● **Aim of the task**
The records below need to be repeated exactly, though not their pictures.

● **Extracted entries**
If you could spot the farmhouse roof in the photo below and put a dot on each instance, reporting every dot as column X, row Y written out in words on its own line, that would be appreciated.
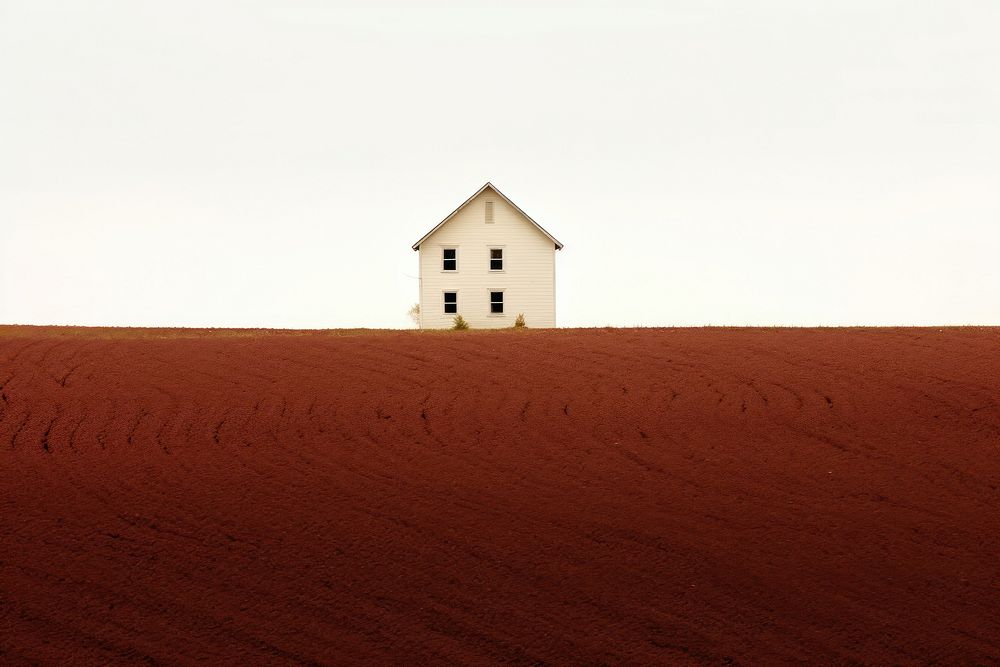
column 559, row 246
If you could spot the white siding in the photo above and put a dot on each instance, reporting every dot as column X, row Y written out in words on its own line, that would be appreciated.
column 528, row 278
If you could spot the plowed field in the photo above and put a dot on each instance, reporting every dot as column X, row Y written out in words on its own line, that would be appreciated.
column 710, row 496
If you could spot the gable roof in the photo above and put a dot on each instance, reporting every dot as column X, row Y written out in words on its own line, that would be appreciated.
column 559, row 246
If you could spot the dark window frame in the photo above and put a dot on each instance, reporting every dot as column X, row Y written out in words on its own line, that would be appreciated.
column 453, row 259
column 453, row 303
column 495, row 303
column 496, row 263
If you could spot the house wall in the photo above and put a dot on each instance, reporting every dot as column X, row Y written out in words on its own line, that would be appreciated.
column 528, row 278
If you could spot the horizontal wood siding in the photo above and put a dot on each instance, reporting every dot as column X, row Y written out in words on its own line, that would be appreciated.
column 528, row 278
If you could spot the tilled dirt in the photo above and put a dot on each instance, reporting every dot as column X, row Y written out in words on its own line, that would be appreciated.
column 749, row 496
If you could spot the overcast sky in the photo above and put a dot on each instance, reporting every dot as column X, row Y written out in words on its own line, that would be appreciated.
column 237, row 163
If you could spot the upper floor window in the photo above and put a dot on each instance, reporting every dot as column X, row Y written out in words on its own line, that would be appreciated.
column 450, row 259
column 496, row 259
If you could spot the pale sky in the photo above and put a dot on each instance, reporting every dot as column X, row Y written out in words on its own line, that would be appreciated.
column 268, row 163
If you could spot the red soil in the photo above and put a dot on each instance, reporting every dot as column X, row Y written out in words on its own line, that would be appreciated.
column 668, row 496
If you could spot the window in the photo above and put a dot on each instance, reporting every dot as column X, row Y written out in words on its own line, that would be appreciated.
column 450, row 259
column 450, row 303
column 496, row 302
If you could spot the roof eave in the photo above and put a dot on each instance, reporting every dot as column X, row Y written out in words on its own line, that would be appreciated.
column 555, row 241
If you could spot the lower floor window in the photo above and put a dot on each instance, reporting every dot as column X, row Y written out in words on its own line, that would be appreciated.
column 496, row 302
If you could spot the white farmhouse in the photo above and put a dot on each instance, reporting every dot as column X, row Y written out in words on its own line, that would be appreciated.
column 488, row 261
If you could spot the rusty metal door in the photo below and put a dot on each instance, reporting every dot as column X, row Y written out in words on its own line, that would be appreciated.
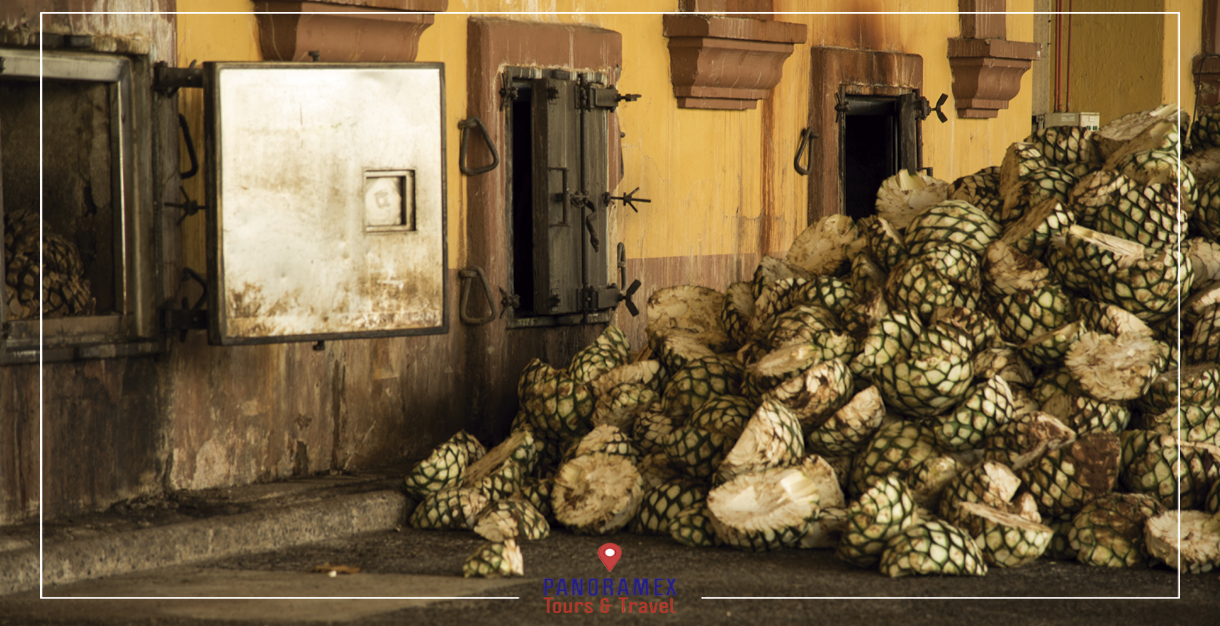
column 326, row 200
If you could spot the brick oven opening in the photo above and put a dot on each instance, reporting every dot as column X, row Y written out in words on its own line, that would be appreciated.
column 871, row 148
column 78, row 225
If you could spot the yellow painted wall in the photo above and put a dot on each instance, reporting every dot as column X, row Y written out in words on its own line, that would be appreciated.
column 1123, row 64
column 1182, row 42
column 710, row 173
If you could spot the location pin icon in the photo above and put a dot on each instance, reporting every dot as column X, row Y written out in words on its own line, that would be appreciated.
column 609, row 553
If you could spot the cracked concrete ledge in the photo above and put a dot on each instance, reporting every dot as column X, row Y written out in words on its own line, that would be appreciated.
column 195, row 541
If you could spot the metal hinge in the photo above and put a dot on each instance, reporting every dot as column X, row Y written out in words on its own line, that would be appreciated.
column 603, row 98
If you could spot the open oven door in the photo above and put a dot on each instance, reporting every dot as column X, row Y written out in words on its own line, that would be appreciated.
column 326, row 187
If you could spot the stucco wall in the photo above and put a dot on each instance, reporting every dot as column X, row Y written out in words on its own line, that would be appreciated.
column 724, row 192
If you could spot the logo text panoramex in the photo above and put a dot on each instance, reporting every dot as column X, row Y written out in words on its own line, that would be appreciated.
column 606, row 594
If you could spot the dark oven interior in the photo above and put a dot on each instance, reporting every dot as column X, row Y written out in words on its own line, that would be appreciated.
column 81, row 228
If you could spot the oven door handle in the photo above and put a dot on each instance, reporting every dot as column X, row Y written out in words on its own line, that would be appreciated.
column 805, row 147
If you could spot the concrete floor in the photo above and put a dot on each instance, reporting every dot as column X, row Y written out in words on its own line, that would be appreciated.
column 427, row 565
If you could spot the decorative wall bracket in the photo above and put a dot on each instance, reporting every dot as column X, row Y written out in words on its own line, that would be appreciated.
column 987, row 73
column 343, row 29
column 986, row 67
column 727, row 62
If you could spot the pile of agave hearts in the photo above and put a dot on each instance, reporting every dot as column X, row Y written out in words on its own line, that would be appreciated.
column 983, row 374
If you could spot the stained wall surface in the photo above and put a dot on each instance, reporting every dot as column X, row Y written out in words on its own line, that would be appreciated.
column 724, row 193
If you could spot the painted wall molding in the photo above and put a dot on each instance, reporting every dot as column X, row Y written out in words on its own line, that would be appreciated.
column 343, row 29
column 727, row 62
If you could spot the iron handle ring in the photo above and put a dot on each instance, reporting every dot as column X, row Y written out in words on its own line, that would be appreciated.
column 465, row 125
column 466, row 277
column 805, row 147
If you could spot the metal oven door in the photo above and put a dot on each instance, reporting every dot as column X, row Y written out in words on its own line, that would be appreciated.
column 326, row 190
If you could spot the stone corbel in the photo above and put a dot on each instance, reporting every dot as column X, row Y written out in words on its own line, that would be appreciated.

● **Expected answer**
If you could spot the farmhouse roof in the photo below and put a dot on each instance, reporting every dot as column X, row Y written out in words on its own line, that would be appreciated.
column 559, row 246
If you could spot the white siding in the photo above and put a dot on each instance, reporting every dot as column X, row Y written out in words on its own line, that would be appreciated.
column 528, row 278
If you could spot the plowed field in the photo above and put a dot on each instance, reporting every dot as column X, row Y written out in words on its own line, that would be appreciated.
column 710, row 496
If you could spot the gable roof in the photo above and put a dot on each instance, reporting every dot as column X, row Y written out in words on its own line, that would be appreciated.
column 559, row 246
If you could spot the dark window frame in the photo above and put a dot on each instance, reporting every dot as column X, row Y written out in words on its own line, that would be appreciated.
column 453, row 259
column 453, row 303
column 495, row 303
column 496, row 263
If you could spot the house wall in the photo above and put a dot on each instance, reporting every dot as column X, row Y written out in words on its own line, that would be appreciated.
column 528, row 278
If you could spot the horizontal wood siding in the photo above and put a dot on each instance, reporting every dot as column X, row Y written out in words on its own line, that would be appreciated.
column 528, row 278
If you could spot the tilled dirt in the photo above and put a dot on each instance, reporting every dot as column X, row Y written out in words on its own line, that would be appreciated.
column 749, row 496
If you could spot the overcast sky in the photo above and put a dot on each instance, reporting every dot as column X, row Y written out in words on its own line, that would be appreciated.
column 237, row 163
If you could spot the upper floor window in the photo above and put a dot on each instance, reporting every dot as column X, row Y written out in words on its own line, that would be appreciated.
column 450, row 259
column 496, row 259
If you could spot the pale sky in the photo above and put a dot on each instance, reporting every dot as column X, row Y written out in words on its own line, that would be appreciated.
column 268, row 163
If you could spot the red soil in the photo above and put a dot on each instance, reporting every dot as column X, row Y written out in words on its own line, that would be appreciated.
column 668, row 496
If you could spot the window in the photo above and put a dot on each instance, reporting every dot as column X, row Y written out in words on its own line, that would be appreciated.
column 450, row 259
column 450, row 303
column 496, row 302
If you could spot the roof eave in the photo above and put a dot on each instance, reporting every dot as column X, row Y written out in words on its own line, that would be appreciated.
column 555, row 241
If you could spot the lower floor window in the photo above and put a dot on each instance, reporting every dot as column X, row Y written out in words on its own line, that would be appreciated.
column 496, row 302
If you could spot the white farmhouse in the photo above and put a dot on each instance, reporting every dot as column X, row Y written out in words on its own line, that would be appreciated.
column 488, row 261
If you could spot the rusty metal door in the photo below and put a dot on each instance, reporting every dot as column X, row Y written out in words on its own line, that would be appreciated.
column 326, row 200
If you could spot the brick oven opening in the photo above and put a dot on each instance, reporting every dot as column X, row Y written out in words on its own line, that would be appreciated.
column 871, row 148
column 78, row 225
If you could spot the yellow painted wall in the photo above and put a dot on each instance, reporting every dot as column X, row Y written out in words on its own line, that would be appreciated.
column 1123, row 64
column 1182, row 42
column 710, row 173
If you could spot the location pin icon in the photo above and put a dot on each instance, reporting every dot as column X, row Y written out in words on its own line, that would be appreciated.
column 609, row 553
If you could spot the cracked concrete ledge in the photo above and put a dot on each instance, reporting every dot as column X, row Y written out in words on its own line, that would be appreciated.
column 195, row 541
If you could spot the metal hinge in the photo above and put a dot on each instance, reporting every dot as column X, row Y written out in words on its own line, that would be appreciated.
column 603, row 98
If you could spot the open oven door in the photo above and put a dot on each instance, reporting every dot as column X, row Y written out in words on its own line, that would be appreciated.
column 326, row 187
If you could spot the stucco wall in the photo above and put a dot on each instance, reporting every dot as column X, row Y written out in words on its own line, that would be appreciated.
column 724, row 192
If you could spot the logo text panoramex in the photo above and put a dot on each instance, reporting every dot as column X, row Y written out in words on its own line, that would be appreciated.
column 606, row 594
If you could spot the dark oven interior in the photo above and put a dot on each instance, reporting every dot as column X, row Y written out in words on its own line, that would be appreciated.
column 81, row 228
If you could spot the oven door handle in the photo above and put a dot on each instance, reporting every dot as column X, row Y written out in words on its own line, that would be appreciated.
column 805, row 147
If you could spot the concrete floor in the photo above and put a dot on each instance, reporting every dot as column X, row Y written out in words on its own line, that would be appreciated.
column 427, row 565
If you could spot the decorative wall bracket in the photo above and put a dot on each instance, reporting every dot as column X, row Y written out in words on its own line, that would be appreciated.
column 987, row 73
column 343, row 29
column 986, row 67
column 727, row 62
If you could spot the pile of agave hearts in the photo above and put a dot on each instance, reporting every dot as column X, row Y written out in words on its own line, that would be appreciated.
column 983, row 374
If you could spot the stained wall surface in the photo above and put a dot on each instance, reporting every dot as column X, row Y written out in words on its own line, that would be appreciated.
column 724, row 193
If you could spot the painted wall molding in the photo above and put a dot on each instance, reporting every dot as column X, row Y written out in words on its own line, that would be appreciated.
column 343, row 29
column 727, row 62
If you could spot the iron handle ring in the photo above and put a dot on each instance, reporting every dot as column X, row Y written out in words on its own line, that would be appreciated.
column 465, row 125
column 466, row 277
column 805, row 147
If you could spot the metal oven door in the photo above and put a dot on each instance, reporting every dot as column X, row Y written out in words on its own line, that would be appreciated.
column 326, row 190
If you could spot the stone corbel in the photo above and put a dot on each instance, reporting every dot as column X, row Y written out in words on its own line, that would be appreciated.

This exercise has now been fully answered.